* _Work to complete_:
[A] Rewrite the paragraph of the ZAP protein article that starts with "The mutant ZAP proteins" more briefly. Keep its main facts.
[B] List every university, institute, school or laboratory named in the ZAP protein article.

* _Source passage_:
A new study by the University of Michigan (UM) and the Rockefeller University reveals not only how one of the proteins in human bodies latches onto foreign invaders, but also how some viruses, including the human immunodeficiency virus (HIV), evade capture.
Humans have evolved dynamic defense mechanisms against the viruses that seek to infect our bodies-proteins that specialize in identifying, capturing and destroying the genetic material that viruses try to sneak into our cells, researchers said.
A previous study from the Rockefeller University revealed that the protein in question, called zinc-finger antiviral protein (ZAP) grabs onto only one specific sequence of neighboring nucleotides, the building blocks of DNA and RNA: a cytosine followed by a guanine, or a CG dinucleotide.
Human RNAs have few CG dinucleotides, and HIV RNA has evolved to mimic this characteristic.
A team of researchers from the University of Michigan Life Sciences Institute and the Rockefeller University wanted to determine how ZAP recognizes the virus's genome, and how some viruses avoid it.
Using a piece of viral RNA that was genetically altered to include extra CG sequences, the researchers determined the structure of the ZAP protein bound to RNA, exposing the mechanisms that enable the protein to be so selective.
The researchers discovered that ZAP binds to the viral RNA at only one of the four "zinc fingers" on the protein that they considered potential binding sites.
They further demonstrated that even a tiny change to that one binding site, altering just a single atom, hampered ZAP's binding ability.
Working in cells, researchers from the Rockefeller University found similar results when they altered ZAP's composition.
They created mutant versions of ZAP that were expressed in cells infected with either normal HIV or a version of the virus enriched with CG sequences.
The mutant ZAP proteins were less able to recognize CG-enriched regions of the viral RNA in cells. They also exhibited increased binding to areas of the RNA that were not rich in CG dinucleotides, indicating that alterations impair ZAP's ability to distinguish viral RNA from human RNA.
"Natural selection appears to have shaped the ZAP protein structure in such a way to optimize the discrimination of non-self from self RNA, based on CG dinucleotide content," said Paul Bieniasz, head of the Laboratory of Retrovirology at the Rockefeller. "However, successful viruses are often one step ahead in a molecular arms race."
"This is the crucial first step in a complicated story of how the cell eventually degrades the virus's RNA," said Janet Smith, an LSI research professor and professor of biological chemistry at UM Medical School. "And now we know how the step is executed, and why it is not effective on HIV and other viruses that lack this CG sequence."
The study was published on Monday in Proceedings of the National Academy of Sciences.

* _Extracted information_:
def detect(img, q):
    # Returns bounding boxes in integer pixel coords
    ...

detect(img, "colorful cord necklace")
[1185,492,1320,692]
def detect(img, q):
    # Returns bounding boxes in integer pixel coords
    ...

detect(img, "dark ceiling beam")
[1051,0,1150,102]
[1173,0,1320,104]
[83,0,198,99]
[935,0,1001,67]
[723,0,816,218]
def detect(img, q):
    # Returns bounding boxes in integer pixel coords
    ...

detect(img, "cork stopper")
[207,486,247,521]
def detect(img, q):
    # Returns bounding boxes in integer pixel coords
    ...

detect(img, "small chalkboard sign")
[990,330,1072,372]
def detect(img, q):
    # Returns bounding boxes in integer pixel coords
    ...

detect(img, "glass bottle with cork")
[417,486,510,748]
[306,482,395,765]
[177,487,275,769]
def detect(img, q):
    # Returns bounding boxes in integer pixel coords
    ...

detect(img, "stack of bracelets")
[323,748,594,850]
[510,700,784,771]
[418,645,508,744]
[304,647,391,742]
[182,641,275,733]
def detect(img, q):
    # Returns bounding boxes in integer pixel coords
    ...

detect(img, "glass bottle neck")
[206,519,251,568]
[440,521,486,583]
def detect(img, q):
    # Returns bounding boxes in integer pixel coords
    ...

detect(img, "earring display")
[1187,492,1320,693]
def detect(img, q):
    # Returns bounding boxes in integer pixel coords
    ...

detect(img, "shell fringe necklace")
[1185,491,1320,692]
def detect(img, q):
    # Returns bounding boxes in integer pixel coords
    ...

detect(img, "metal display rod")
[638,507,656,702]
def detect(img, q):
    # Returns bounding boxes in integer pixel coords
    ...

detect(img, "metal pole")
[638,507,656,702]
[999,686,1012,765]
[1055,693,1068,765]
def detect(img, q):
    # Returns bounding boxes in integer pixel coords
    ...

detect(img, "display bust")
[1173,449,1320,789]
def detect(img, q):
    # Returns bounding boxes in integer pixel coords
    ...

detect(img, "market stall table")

* _Task responses_:
[A] In cells, the mutant ZAP proteins recognized CG-enriched regions of viral RNA less well and bound more to regions low in CG dinucleotides. This shows that the alterations weaken ZAP's ability to tell viral RNA from human RNA.

[B]
- University of Michigan (UM)
- Rockefeller University
- University of Michigan Life Sciences Institute (LSI)
- Laboratory of Retrovirology at the Rockefeller
- UM Medical School